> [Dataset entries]
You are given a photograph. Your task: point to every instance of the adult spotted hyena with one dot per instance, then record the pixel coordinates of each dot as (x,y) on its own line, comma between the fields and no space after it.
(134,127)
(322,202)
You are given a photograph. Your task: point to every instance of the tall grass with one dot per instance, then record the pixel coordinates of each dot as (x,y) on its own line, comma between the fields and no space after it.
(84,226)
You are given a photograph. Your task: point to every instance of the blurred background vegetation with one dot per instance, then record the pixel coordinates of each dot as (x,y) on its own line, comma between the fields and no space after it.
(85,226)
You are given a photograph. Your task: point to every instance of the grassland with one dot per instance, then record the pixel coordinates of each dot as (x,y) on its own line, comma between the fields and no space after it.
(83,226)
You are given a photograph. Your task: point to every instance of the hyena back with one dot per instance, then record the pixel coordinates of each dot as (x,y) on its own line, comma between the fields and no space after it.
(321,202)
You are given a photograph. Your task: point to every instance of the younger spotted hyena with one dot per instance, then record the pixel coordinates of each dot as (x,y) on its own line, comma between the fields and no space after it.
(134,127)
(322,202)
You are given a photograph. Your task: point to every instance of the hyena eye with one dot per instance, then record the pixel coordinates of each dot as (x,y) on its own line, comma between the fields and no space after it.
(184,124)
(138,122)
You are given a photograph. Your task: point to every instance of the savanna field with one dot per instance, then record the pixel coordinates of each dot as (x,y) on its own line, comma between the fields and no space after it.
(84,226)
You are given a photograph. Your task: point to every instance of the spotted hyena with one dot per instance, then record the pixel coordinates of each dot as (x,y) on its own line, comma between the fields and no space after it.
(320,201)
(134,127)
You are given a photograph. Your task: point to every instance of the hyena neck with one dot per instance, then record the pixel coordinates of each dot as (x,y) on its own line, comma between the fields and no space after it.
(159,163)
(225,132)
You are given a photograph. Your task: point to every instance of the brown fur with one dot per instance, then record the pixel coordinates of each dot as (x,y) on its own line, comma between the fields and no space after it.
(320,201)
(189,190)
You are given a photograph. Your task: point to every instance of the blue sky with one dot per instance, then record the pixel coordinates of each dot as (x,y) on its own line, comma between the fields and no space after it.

> [TASK DESCRIPTION] The records above are to be set down again exactly as written.

> [COMPLETED EXERCISE]
You are given a photograph. Your task: point to every instance of the adult spotted hyena with one dot per instance, then record the pixel coordinates of each dot as (x,y) on its own line, comma between the fields and no space after it.
(134,127)
(322,202)
You are given a photograph. Your task: point to every instance of the tall grass with one dot per instance, then record the pixel coordinates of each dot as (x,y) on its own line, comma between the fields and no space after it.
(84,226)
You are given a photograph. Your task: point to every instance of the blurred background vegetation with one dot per instance, then record the pixel coordinates of each dot as (x,y) on its own line, comma between the fields and no space after it.
(85,226)
You are given a photograph. Your task: point to every instance of the grassland with one dot per instance, then record the pixel coordinates of each dot as (x,y) on its own line, comma between the fields and no space after it.
(83,226)
You are given a photograph. Your task: point to every instance of the hyena back with one dot per instance, then record the pixel coordinates of each dot as (x,y) on its own line, comma between the fields and no space after it.
(321,202)
You are given a photograph. Your task: point to every instance of the younger spotted hyena with one dot per instance, then record the pixel coordinates of each dot as (x,y) on its own line, comma between the fields and no space after it.
(134,127)
(322,202)
You are given a photograph. Your task: point to every instance of the hyena eye with one dot per instance, then record the pixel coordinates of each dot as (x,y) on its own line, comma between the fields and no space after it.
(184,124)
(138,122)
You are given a photograph. Your task: point to every instance of the savanna field with one dot per instance, then record the pixel coordinates of each dot as (x,y) on its own line, comma between the fields and no space after it.
(84,226)
You are given a photograph. Your task: point to every instance of the spotted hyena with one dot per instance, then record the pixel coordinates of each dot as (x,y) on its own line, comma between the fields and no space after it.
(320,201)
(134,127)
You are given a photograph. Your task: point to every instance of the hyena neck with one dot per instance, then record the pixel coordinates of each dot as (x,y) on its own line, comma between the fields and no space after it.
(159,163)
(225,132)
You are given a photograph. Your task: point to every instance of the brown fur with one dot per instance, then record the pixel coordinates of each dot as (x,y) on its own line, comma between the fields and no space after it.
(320,201)
(189,190)
You are given a photograph. Your task: point to every instance of the blue sky with one dot per instance, then record the pixel coordinates of each dot as (x,y) on its own line, comma between the fields and no space after it.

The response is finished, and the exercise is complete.